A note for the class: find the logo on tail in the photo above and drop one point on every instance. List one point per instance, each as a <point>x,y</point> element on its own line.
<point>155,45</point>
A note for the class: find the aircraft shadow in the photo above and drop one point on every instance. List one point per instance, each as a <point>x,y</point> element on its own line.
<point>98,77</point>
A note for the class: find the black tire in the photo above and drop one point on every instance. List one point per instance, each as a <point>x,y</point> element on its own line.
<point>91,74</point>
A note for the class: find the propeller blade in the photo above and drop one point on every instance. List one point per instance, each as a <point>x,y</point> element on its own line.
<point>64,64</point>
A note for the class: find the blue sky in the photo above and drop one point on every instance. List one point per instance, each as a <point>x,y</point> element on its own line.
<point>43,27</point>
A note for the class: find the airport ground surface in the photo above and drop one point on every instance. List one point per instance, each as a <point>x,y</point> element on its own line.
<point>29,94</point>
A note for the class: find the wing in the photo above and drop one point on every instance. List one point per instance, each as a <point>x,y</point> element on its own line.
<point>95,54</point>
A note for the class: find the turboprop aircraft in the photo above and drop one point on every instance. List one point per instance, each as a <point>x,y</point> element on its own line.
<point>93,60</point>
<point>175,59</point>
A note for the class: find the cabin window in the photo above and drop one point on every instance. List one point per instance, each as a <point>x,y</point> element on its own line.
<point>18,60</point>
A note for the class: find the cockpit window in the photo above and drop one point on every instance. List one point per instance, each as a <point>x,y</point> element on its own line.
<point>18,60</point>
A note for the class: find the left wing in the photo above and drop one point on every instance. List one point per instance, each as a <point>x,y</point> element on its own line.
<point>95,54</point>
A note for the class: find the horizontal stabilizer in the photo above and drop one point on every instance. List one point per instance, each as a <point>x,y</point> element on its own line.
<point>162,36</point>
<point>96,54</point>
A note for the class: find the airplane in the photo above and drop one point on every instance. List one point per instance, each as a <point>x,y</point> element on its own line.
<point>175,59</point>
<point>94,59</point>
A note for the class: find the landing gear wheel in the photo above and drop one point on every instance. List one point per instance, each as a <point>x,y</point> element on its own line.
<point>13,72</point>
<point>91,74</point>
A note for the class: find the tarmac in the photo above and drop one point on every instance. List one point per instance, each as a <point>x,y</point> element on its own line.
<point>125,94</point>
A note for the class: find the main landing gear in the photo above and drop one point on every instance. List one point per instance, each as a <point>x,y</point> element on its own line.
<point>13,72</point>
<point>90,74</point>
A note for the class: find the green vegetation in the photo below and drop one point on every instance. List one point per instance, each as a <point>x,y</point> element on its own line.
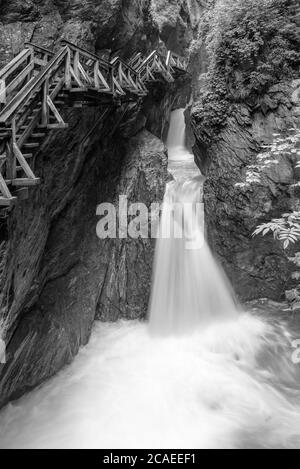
<point>252,45</point>
<point>286,229</point>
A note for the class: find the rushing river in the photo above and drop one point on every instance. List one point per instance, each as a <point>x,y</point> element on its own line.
<point>199,374</point>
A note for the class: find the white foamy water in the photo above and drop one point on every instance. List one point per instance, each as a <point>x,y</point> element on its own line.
<point>130,390</point>
<point>189,287</point>
<point>202,375</point>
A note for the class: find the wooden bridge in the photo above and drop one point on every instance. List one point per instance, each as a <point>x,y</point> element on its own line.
<point>38,83</point>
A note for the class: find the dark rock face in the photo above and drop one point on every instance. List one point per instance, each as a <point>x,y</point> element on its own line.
<point>256,266</point>
<point>56,276</point>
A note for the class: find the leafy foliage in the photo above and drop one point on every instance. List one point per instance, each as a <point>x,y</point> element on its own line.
<point>285,229</point>
<point>252,45</point>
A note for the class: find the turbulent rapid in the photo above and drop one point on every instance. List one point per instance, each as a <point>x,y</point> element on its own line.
<point>199,374</point>
<point>189,287</point>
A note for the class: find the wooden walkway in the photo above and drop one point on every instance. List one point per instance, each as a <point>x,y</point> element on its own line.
<point>37,84</point>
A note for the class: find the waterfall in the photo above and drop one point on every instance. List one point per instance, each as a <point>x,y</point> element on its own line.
<point>189,287</point>
<point>231,384</point>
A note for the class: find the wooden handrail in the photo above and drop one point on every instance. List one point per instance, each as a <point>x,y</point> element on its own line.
<point>117,59</point>
<point>86,53</point>
<point>15,63</point>
<point>32,86</point>
<point>39,48</point>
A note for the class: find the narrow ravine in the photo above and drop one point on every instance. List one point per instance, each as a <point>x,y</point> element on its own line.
<point>200,374</point>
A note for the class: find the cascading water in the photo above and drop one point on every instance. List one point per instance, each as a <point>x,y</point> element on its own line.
<point>189,287</point>
<point>231,384</point>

☆ ☆ ☆ ☆ ☆ ☆ ☆

Write out the records above once more, word for word, with no pictures.

A note for the class: find the logo on tail in the photo above and drop one point on every instance. List one point per instance, each as a <point>x,y</point> element on its own line.
<point>155,45</point>
A note for the class: find the aircraft shadow in the photo above and drop one point on every instance. List one point per instance, each as a <point>x,y</point> element on its own line.
<point>98,77</point>
A note for the class: find the black tire in the photo above and drop one point on every instance. List one point per instance, each as a <point>x,y</point> element on its own line.
<point>91,74</point>
A note for the class: find the propeller blade in the photo above and drop one point on every instance. List one point per instance, each as a <point>x,y</point> element on its own line.
<point>64,64</point>
A note for the class: find the blue sky in the photo above and drop one point on every instance. List one point per instance, each as a <point>x,y</point> element on its own line.
<point>43,27</point>
A note for the class: find the airport ground surface in the photo above and drop one point on every instance. List one point per instance, each as a <point>x,y</point> element on its own line.
<point>29,94</point>
A note for the class: find the wing in the photo above and drop one point on every instance. List one point per instance, each as a <point>x,y</point> element on its own line.
<point>95,54</point>
A note for the class: find the turboprop aircraft in the photo above and drop one point on every instance. List one point per instance, each as a <point>x,y</point> element on its own line.
<point>93,60</point>
<point>175,59</point>
A note for the class: find the cabin window in the photo above and drop one point on every instance. List one point per instance, each as a <point>x,y</point> element on its own line.
<point>18,60</point>
A note for the class: find the cockpit window in the photo above and drop one point on every instance. List one point per instance, each as a <point>x,y</point> element on its own line.
<point>18,60</point>
A note for the class: find the left wing in the photo above and drop one point on every instance. List one point per instance, each as a <point>x,y</point> element on its own line.
<point>95,54</point>
A note for the class: find the horizontal stabilizer in the photo above and drop one point on every instance. List one point per instance, each as a <point>x,y</point> element on its own line.
<point>162,36</point>
<point>96,54</point>
A note for the class: find the airplane in the photo above and drop one point on every instance. List one point per instance, each as a <point>x,y</point> element on its own line.
<point>175,59</point>
<point>94,59</point>
A note for the class: find the landing gear wheel in the photo above and drop one point on every instance. List one point per instance, each as a <point>x,y</point> element on its own line.
<point>13,72</point>
<point>91,74</point>
A note for the class: find the tarmac in the photo above and drop one point on every instance. List one point per instance, each as a <point>x,y</point> element on its own line.
<point>125,94</point>
A note for the class: find the main landing gear in the photo above and drop one point on every instance. List one point per instance, each as a <point>x,y</point> element on its own line.
<point>13,72</point>
<point>90,74</point>
A note for the class: find the green vegetation in the photo below and drop one point on every instance. List one point per instance, each as a <point>x,y</point> element on its own line.
<point>252,45</point>
<point>286,229</point>
A note for the class: find the rushing river in the photo above and drop one point on every instance. List one point per instance, each as a <point>x,y</point> element on its own line.
<point>199,374</point>
A note for the class: find the white foamy water in the photo above and drop one point on every instance. List one point per instance, each as a <point>x,y</point> element on its own line.
<point>130,390</point>
<point>189,287</point>
<point>202,375</point>
A note for the class: find the wooden bridge in the photo above and drop one point on every instance. List one point per instance, each as a <point>x,y</point> element on its own line.
<point>38,83</point>
A note for the class: find the dark rock face in the photo above and drop one point on every instance. List one point per instance, each as a <point>x,y</point> element on its own line.
<point>256,266</point>
<point>56,276</point>
A note for the class: find the leafy foliage in the photo above and drop one point on every instance. List one point per instance, each as a <point>x,y</point> element on its own line.
<point>285,229</point>
<point>252,45</point>
A note for the class: find the turbulent rapid in the photo above and drop one point on every instance. List one point per instance, each as a <point>x,y</point> element on its own line.
<point>199,374</point>
<point>189,287</point>
A note for the class: find the wooden walkway in the photo above and drop one point on every instance. List one point per instance, each as a <point>x,y</point> element on its own line.
<point>37,84</point>
A note for the class: find the waterfall in the photo above and drop one point on every instance. List one point per instance, each as a <point>x,y</point> element on its own line.
<point>189,287</point>
<point>231,384</point>
A note for the class: find the wooden handrail in the photo above and drop one point on every instance. List one point per instance, each as a <point>x,y</point> element on its own line.
<point>117,59</point>
<point>86,53</point>
<point>15,63</point>
<point>32,86</point>
<point>39,48</point>
A note for the class: find the narrow ravine in the photo above and drop one point on every instance. List one point per instance, each as a <point>x,y</point> element on its own line.
<point>200,374</point>
A note for the class: find the cascading water in the photo above and drop one point on every instance. List one point per instance, each as a <point>x,y</point> element on its own line.
<point>189,287</point>
<point>231,384</point>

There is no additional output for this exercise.